Directions: On every line of the listing, check for "after"; copy the lines that have it.

Source data:
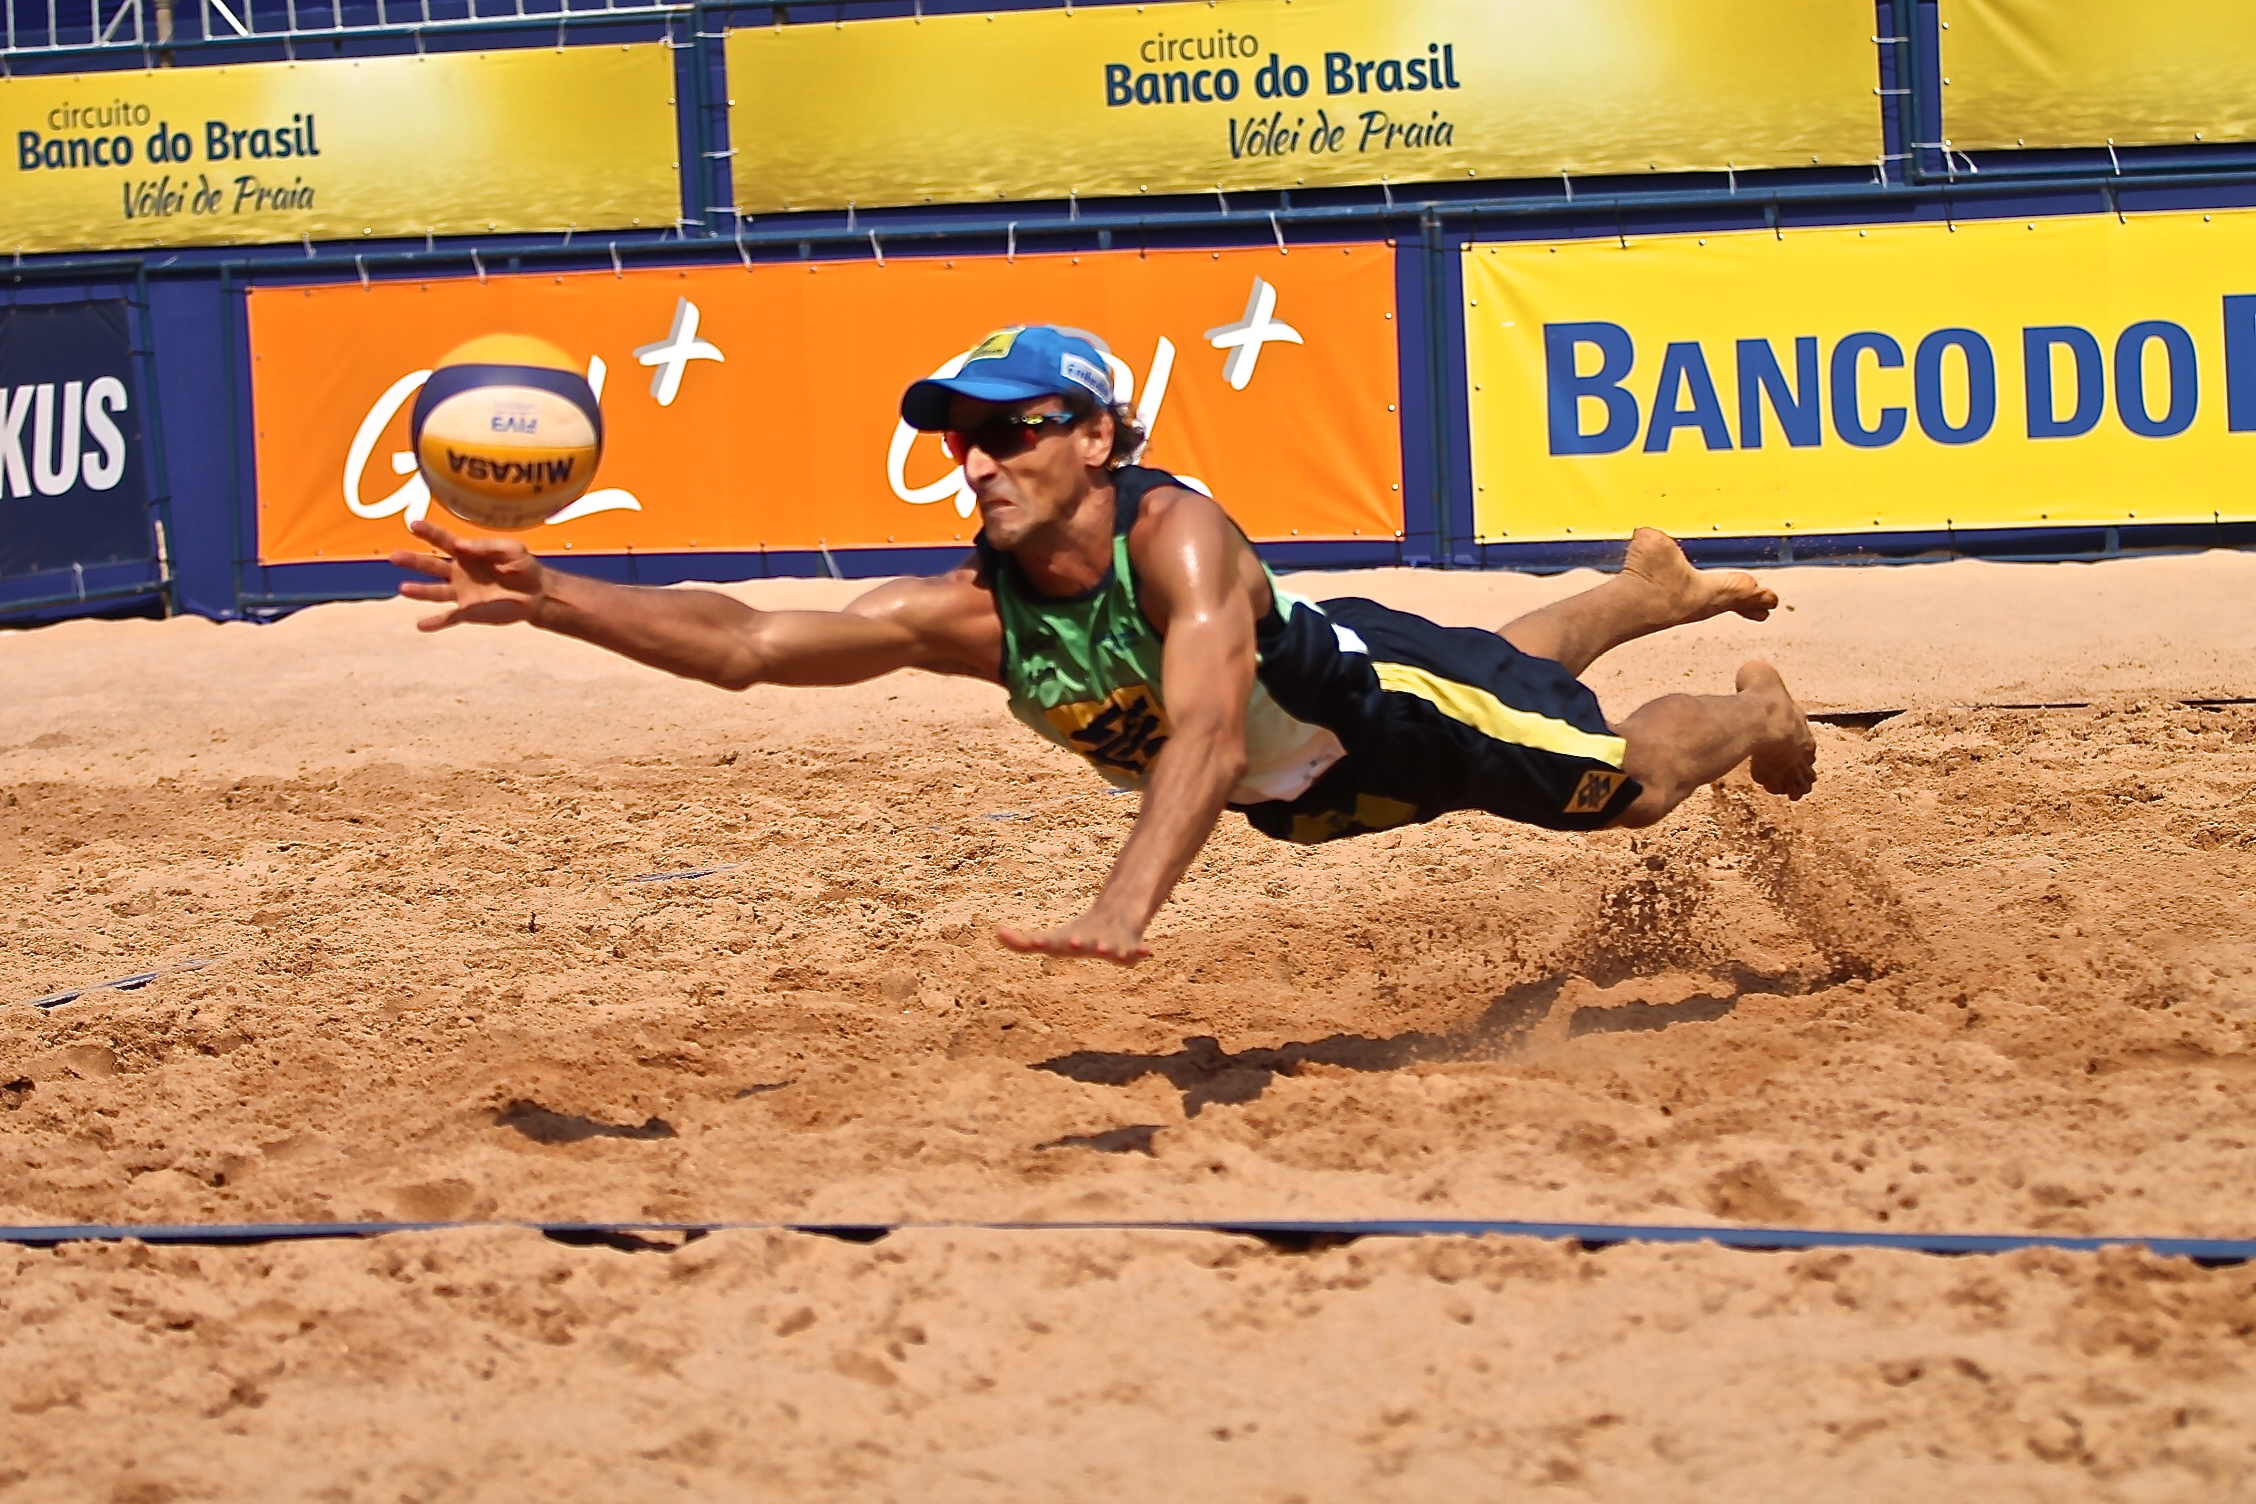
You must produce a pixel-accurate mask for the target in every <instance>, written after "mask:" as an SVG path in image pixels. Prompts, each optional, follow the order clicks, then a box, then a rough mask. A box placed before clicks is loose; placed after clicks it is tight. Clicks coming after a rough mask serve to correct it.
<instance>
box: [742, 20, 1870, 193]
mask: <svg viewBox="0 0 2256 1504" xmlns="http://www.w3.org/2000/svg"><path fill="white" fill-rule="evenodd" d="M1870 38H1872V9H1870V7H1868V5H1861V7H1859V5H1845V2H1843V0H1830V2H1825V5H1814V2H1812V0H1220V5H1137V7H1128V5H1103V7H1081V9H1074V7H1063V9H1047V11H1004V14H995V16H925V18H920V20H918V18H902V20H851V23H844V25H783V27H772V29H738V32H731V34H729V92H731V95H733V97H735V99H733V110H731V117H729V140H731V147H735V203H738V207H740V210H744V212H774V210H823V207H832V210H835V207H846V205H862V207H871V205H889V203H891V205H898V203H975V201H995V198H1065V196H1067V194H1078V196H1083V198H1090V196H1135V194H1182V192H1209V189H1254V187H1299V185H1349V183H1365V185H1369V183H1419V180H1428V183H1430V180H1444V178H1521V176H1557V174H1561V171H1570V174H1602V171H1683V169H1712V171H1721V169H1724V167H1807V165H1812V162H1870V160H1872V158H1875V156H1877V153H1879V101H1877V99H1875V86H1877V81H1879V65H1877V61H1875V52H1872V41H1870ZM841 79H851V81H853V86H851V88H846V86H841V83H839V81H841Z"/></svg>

--

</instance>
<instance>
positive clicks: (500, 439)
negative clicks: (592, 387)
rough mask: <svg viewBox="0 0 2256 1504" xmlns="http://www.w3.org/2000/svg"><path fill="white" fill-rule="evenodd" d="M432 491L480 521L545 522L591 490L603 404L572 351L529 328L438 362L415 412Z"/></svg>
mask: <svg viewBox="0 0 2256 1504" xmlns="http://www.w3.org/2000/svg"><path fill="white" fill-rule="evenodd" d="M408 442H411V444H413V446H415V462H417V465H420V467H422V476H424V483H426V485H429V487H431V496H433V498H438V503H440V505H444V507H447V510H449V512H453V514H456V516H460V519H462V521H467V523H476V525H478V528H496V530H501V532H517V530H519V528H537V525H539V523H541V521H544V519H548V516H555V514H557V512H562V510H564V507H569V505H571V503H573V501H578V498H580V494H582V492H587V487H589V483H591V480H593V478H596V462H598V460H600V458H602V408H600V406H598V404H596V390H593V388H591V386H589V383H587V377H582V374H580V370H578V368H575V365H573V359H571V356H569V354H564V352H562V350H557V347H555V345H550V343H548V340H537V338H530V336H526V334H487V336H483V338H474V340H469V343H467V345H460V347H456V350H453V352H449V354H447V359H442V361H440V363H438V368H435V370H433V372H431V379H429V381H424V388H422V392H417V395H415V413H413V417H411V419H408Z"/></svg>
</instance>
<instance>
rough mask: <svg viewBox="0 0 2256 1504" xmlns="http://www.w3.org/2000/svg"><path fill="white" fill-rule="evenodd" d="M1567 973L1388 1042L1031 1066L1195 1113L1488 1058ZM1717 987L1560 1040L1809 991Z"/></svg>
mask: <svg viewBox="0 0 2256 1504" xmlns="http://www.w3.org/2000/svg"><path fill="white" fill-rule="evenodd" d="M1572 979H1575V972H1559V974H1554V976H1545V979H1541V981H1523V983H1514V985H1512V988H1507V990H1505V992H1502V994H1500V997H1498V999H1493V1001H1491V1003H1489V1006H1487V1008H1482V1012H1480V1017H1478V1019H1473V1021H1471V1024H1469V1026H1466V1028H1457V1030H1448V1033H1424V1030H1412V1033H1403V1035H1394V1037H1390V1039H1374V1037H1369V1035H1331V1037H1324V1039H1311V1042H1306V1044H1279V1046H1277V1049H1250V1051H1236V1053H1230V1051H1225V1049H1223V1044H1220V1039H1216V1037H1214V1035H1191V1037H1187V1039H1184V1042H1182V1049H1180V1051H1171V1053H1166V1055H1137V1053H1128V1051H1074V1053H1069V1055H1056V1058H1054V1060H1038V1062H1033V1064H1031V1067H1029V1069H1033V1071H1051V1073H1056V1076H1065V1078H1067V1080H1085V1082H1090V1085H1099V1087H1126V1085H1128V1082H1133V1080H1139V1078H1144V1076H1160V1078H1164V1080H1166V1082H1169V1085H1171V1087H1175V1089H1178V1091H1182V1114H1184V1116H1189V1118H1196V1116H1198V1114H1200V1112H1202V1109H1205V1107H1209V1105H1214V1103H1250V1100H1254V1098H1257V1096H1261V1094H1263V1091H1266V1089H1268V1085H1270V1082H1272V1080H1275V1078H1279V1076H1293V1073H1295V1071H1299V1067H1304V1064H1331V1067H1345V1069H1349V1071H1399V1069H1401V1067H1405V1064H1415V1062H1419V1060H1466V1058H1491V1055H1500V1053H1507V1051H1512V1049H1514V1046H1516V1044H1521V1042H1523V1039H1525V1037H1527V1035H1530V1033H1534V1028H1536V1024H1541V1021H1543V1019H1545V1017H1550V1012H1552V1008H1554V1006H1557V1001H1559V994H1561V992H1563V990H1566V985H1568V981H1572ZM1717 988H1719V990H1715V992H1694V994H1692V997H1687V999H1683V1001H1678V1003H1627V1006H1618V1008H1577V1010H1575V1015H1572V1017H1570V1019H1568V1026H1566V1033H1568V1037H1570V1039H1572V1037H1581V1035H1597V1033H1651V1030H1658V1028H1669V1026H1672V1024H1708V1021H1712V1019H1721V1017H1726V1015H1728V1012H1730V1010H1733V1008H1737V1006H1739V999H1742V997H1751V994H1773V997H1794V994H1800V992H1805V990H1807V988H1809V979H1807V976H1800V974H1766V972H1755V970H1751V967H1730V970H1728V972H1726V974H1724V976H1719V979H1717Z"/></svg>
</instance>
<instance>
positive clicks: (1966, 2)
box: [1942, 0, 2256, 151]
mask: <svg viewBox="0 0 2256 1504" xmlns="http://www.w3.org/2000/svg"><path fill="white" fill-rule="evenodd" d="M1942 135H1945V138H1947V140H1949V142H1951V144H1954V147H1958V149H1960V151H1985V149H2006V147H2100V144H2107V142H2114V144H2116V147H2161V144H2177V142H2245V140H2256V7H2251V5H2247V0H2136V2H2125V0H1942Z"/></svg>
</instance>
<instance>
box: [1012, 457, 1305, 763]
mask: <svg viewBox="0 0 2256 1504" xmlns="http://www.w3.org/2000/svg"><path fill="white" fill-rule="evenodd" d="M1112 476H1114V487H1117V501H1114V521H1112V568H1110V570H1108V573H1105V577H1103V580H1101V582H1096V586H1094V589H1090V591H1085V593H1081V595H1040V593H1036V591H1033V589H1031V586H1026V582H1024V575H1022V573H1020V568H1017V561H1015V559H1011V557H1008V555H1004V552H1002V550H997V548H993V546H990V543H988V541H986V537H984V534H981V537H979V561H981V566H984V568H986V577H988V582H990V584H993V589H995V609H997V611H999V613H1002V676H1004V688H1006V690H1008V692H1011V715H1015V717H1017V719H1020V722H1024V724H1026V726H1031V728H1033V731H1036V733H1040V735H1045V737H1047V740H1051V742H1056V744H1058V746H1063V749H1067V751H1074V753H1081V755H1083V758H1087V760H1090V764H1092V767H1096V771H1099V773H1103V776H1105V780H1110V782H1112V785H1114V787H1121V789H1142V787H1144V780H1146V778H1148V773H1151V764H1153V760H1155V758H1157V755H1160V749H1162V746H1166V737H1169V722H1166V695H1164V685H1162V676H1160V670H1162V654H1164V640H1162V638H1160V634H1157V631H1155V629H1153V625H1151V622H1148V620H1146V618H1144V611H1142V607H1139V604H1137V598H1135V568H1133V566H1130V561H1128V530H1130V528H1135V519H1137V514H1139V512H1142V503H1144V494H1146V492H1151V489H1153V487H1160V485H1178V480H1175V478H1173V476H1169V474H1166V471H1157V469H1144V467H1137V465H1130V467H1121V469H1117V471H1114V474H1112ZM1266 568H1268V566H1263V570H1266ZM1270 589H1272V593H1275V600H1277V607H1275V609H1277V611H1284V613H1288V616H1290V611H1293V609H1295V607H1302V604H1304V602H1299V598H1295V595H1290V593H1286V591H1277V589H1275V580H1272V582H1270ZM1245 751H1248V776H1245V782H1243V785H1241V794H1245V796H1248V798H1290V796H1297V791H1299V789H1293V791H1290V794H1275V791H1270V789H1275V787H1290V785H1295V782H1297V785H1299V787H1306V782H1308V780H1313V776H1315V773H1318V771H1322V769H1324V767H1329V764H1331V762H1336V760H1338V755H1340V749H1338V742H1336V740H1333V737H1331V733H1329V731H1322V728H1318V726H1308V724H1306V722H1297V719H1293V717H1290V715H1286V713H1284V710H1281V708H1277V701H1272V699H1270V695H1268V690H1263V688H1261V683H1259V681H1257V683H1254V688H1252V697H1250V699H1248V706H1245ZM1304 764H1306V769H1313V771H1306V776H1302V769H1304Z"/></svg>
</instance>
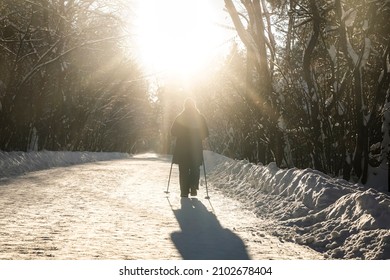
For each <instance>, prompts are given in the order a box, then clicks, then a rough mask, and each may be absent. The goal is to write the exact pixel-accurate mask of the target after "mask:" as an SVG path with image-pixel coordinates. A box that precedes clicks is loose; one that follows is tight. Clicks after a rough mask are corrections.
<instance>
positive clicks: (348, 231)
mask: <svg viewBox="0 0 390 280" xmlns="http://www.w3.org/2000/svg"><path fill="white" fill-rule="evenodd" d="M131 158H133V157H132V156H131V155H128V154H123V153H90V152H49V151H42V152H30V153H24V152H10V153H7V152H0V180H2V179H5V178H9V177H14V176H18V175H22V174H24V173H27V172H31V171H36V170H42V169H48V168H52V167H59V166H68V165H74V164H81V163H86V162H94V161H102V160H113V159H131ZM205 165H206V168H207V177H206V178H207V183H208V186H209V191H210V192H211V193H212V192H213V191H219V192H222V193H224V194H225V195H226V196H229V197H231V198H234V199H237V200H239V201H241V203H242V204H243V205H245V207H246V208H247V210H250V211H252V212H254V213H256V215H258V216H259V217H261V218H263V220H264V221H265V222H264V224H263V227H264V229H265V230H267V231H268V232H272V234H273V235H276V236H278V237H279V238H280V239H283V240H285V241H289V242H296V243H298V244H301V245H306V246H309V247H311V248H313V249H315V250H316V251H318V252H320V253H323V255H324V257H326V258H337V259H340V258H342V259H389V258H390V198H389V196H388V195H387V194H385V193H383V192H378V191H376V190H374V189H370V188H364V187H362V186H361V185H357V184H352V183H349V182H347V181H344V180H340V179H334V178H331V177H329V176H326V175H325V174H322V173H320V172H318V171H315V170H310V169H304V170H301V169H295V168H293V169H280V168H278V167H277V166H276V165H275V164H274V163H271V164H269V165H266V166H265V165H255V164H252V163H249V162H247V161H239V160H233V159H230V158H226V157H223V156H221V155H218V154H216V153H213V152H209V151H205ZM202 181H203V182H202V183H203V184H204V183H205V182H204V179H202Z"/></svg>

* * *

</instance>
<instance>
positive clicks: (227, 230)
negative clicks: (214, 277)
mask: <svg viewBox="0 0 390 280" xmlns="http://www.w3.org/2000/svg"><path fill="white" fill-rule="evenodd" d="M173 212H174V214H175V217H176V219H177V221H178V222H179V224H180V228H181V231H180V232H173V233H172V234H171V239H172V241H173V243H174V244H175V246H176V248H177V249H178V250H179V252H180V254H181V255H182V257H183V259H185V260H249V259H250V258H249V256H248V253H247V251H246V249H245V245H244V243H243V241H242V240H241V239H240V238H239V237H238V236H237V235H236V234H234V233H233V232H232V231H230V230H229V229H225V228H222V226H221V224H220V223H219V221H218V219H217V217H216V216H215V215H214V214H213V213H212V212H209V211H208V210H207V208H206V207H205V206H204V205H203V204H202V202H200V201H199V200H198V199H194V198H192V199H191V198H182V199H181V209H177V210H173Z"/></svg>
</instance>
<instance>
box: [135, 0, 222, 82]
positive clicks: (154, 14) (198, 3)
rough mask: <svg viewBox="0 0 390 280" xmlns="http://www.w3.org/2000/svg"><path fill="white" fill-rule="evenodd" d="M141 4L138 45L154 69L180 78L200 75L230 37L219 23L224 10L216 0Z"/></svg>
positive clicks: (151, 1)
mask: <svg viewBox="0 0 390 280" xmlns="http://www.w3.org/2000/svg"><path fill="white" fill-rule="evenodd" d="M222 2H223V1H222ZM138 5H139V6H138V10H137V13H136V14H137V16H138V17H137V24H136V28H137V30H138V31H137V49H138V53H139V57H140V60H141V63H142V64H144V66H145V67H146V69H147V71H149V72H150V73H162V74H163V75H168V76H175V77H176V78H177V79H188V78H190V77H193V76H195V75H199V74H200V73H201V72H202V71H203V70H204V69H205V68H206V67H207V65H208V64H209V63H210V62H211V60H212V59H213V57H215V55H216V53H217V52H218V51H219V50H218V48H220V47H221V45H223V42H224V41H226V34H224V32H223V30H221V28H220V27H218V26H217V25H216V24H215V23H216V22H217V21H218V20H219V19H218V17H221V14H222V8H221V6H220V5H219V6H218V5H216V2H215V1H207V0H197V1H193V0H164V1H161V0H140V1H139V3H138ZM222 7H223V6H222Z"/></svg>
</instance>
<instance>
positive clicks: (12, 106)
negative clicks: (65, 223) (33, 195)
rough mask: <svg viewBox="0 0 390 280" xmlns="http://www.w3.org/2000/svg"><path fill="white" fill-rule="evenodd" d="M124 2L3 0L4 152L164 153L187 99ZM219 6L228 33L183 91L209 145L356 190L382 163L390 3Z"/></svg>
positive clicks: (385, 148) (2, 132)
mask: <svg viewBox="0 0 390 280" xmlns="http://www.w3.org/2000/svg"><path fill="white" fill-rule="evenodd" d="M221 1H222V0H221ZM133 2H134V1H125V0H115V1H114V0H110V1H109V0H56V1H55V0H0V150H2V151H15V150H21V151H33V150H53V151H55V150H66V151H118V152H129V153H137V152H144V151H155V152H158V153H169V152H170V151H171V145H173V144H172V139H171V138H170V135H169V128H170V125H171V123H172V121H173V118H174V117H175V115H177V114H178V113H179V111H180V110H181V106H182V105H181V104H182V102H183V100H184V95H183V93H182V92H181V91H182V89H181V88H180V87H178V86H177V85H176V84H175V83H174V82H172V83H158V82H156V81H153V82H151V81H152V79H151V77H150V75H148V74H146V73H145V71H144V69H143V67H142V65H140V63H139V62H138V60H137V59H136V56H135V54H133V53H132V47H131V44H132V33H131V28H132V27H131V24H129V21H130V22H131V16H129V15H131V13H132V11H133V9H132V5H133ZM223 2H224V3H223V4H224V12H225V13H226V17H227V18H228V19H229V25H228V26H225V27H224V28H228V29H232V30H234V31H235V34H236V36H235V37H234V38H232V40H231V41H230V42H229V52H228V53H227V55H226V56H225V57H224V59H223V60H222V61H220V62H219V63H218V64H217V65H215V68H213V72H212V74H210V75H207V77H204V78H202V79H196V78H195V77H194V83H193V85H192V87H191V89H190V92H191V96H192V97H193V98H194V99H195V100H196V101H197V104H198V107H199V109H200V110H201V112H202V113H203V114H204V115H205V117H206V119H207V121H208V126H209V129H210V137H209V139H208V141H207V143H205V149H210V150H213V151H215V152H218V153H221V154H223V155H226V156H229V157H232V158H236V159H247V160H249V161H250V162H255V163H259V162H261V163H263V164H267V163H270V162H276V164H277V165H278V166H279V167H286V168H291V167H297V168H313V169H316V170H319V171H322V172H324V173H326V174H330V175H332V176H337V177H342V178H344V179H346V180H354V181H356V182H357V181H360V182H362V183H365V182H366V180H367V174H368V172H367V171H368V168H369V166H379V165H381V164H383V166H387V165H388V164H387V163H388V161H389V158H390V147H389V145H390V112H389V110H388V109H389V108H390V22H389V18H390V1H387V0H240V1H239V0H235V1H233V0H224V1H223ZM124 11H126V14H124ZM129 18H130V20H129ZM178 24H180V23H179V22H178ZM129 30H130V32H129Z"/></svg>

Answer box:
You must produce a pixel-accurate mask for the target in every <instance>, written after "mask:" as an SVG path in image pixels. Prompts, each optional, follow the order clicks, then a box, then a rough mask. A box placed before clicks is loose; placed after clicks it is tight. Clicks coming after a rough mask serve to correct it.
For each <instance>, prompts are given in the order a box, then clicks, then a rough mask, and each may be absent. The goal is to write the exact pixel-accurate mask of the target after "mask:" as an SVG path with image-pixel coordinates. A box that precedes clicks is loose; one that follows is tight. Clicks after a rough mask are corrections.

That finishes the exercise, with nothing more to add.